Across the lines of the records below, how many have the string "person" in them? Answer with the number alone.
[[ DATA TO EXAMINE, beginning ]]
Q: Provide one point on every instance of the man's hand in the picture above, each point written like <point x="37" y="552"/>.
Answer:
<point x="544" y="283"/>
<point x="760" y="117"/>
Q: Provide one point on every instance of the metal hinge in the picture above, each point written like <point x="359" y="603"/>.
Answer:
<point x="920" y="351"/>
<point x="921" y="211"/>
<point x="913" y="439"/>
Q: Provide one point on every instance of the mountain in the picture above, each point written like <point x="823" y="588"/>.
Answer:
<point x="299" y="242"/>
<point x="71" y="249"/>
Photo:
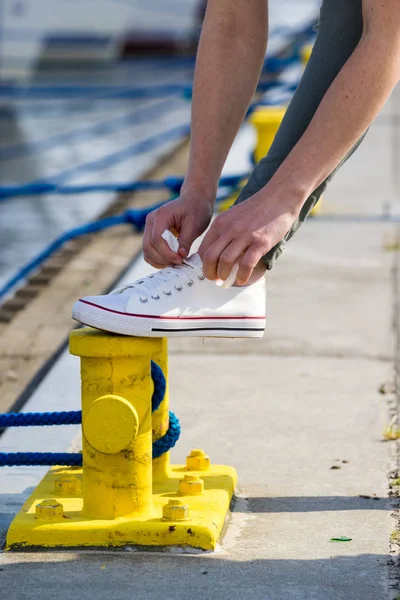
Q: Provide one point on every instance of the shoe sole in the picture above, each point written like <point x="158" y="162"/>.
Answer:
<point x="112" y="321"/>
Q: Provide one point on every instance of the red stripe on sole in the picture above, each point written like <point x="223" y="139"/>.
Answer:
<point x="117" y="312"/>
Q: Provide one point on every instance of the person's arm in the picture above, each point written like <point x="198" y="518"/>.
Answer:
<point x="228" y="65"/>
<point x="249" y="230"/>
<point x="229" y="61"/>
<point x="349" y="106"/>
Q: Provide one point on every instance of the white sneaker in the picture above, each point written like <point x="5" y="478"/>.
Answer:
<point x="175" y="302"/>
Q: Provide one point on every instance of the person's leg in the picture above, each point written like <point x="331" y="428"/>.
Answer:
<point x="339" y="31"/>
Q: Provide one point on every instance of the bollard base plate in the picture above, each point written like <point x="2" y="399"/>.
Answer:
<point x="202" y="529"/>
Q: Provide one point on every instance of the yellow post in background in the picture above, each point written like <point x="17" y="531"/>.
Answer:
<point x="116" y="422"/>
<point x="305" y="54"/>
<point x="266" y="120"/>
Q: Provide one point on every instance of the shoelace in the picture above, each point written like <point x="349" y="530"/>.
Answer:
<point x="148" y="287"/>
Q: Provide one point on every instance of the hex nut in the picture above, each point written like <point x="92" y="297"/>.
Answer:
<point x="191" y="485"/>
<point x="197" y="460"/>
<point x="175" y="510"/>
<point x="67" y="485"/>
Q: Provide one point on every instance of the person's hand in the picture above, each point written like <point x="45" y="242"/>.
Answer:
<point x="243" y="234"/>
<point x="188" y="216"/>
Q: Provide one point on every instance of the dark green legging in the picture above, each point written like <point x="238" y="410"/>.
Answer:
<point x="339" y="31"/>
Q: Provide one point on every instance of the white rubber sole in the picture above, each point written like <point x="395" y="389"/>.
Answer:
<point x="147" y="326"/>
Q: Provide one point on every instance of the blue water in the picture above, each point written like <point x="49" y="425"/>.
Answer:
<point x="41" y="138"/>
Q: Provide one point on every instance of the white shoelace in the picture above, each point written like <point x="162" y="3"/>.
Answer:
<point x="166" y="281"/>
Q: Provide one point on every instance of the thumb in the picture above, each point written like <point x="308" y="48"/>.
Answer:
<point x="186" y="238"/>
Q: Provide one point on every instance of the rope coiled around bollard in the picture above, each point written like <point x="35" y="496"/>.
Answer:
<point x="9" y="459"/>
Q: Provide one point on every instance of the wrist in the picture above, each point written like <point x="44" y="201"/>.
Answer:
<point x="292" y="193"/>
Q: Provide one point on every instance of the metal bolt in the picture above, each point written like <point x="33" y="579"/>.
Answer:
<point x="191" y="485"/>
<point x="67" y="485"/>
<point x="175" y="510"/>
<point x="49" y="509"/>
<point x="197" y="460"/>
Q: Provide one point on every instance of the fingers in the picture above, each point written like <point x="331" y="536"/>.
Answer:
<point x="155" y="249"/>
<point x="229" y="257"/>
<point x="186" y="239"/>
<point x="211" y="257"/>
<point x="247" y="263"/>
<point x="160" y="224"/>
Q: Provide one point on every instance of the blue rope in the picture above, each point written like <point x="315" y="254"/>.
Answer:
<point x="169" y="440"/>
<point x="111" y="125"/>
<point x="30" y="459"/>
<point x="72" y="417"/>
<point x="9" y="459"/>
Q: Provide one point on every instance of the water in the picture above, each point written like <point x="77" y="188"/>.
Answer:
<point x="43" y="137"/>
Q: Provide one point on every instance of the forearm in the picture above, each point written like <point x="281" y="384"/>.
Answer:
<point x="347" y="109"/>
<point x="230" y="57"/>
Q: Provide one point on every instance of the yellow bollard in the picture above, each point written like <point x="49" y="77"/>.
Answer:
<point x="161" y="465"/>
<point x="120" y="496"/>
<point x="116" y="422"/>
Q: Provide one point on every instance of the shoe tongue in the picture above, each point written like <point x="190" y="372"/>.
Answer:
<point x="195" y="261"/>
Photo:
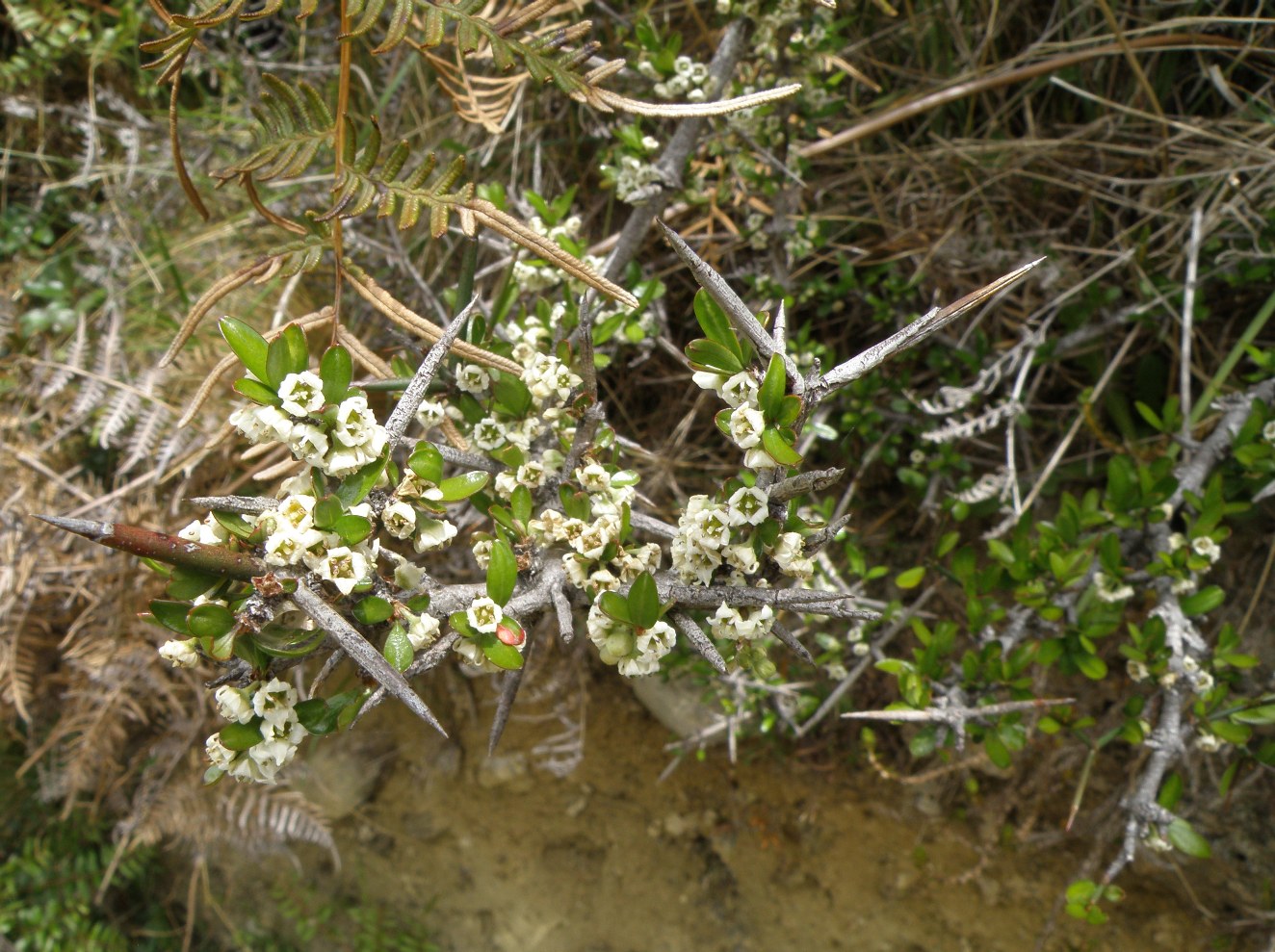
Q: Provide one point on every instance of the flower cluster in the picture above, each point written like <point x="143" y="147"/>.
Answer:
<point x="712" y="534"/>
<point x="634" y="652"/>
<point x="684" y="85"/>
<point x="746" y="421"/>
<point x="598" y="559"/>
<point x="271" y="708"/>
<point x="337" y="440"/>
[[ DATA TO EXAMINE, end ]]
# ANSWER BOX
3